Work required> Find every row below that contains the string "light" and copy each of those rows in full.

Given records>

%%

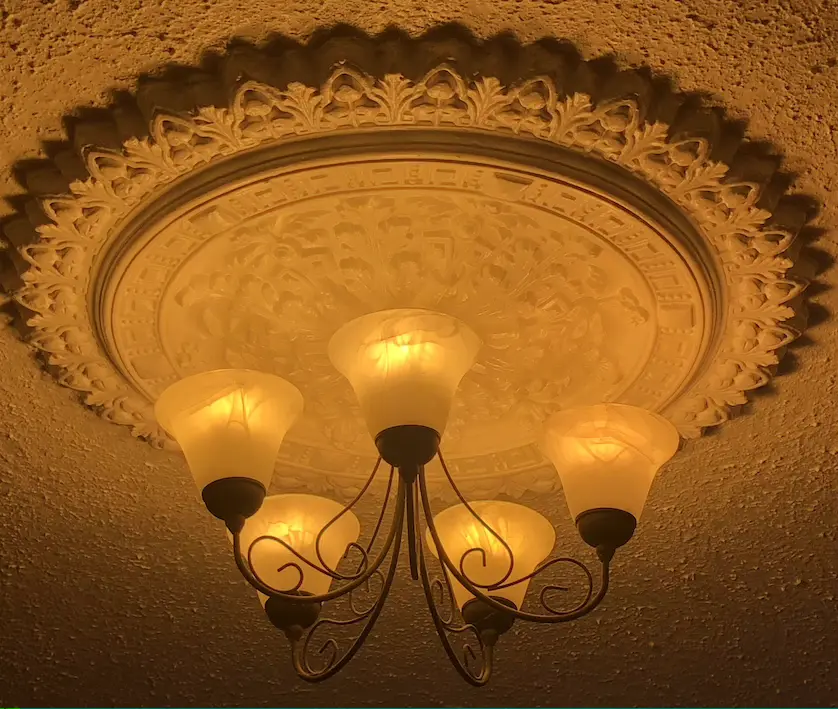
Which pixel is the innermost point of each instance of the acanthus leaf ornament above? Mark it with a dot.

%%
%%

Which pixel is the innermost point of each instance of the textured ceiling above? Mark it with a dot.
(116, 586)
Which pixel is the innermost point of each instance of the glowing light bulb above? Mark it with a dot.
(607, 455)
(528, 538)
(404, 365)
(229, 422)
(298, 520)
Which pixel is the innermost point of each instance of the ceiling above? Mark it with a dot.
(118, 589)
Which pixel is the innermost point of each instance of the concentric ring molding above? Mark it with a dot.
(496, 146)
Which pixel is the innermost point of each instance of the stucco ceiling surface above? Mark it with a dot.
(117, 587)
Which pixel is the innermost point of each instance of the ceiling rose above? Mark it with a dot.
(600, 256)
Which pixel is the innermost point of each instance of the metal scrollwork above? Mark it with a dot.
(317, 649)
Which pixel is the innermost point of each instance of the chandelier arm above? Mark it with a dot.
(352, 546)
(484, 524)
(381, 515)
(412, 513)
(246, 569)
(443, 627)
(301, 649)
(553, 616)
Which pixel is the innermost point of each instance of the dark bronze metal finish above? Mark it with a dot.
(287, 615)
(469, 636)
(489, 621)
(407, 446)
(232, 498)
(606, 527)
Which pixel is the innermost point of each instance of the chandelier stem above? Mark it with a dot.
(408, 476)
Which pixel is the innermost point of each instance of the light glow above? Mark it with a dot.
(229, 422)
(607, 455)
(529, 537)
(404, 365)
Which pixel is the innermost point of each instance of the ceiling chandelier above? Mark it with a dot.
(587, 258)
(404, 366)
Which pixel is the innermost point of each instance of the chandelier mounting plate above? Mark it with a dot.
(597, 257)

%%

Answer>
Which pixel is the innermost point of each instance of the glowing light bulb above? Mark it with a dot.
Which pixel is the innermost point of each instance of the light glow above? Mark it with a dot.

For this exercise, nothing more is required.